--- START TASK MATERIAL ---

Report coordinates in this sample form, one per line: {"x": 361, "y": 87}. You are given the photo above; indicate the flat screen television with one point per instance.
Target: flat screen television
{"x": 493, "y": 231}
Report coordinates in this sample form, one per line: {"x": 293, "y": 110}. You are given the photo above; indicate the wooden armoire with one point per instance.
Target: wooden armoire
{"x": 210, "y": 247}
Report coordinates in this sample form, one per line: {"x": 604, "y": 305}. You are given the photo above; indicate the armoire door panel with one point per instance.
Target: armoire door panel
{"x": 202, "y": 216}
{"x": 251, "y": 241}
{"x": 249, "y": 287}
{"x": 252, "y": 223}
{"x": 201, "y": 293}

--- END TASK MATERIAL ---

**PROBLEM DETAILS**
Write out every line of the items above as a numbered list, leaving out any blank lines.

**WORKED ANSWER**
1. Report coordinates in this sample form, one per line: {"x": 361, "y": 87}. You are given the photo above; indicate the flat screen television with one point per instance.
2. Target: flat screen television
3. {"x": 493, "y": 231}
4. Report coordinates in this sample form, one per line: {"x": 293, "y": 110}. You are given the photo above; indicate the wooden armoire with one point per instance.
5. Target: wooden armoire
6. {"x": 210, "y": 247}
7. Report coordinates in this sample form, one per line: {"x": 604, "y": 305}. You are given the photo above; indicate the armoire door panel with one point per instance.
8. Target: armoire door panel
9. {"x": 202, "y": 216}
10. {"x": 251, "y": 241}
11. {"x": 249, "y": 287}
12. {"x": 252, "y": 223}
13. {"x": 201, "y": 293}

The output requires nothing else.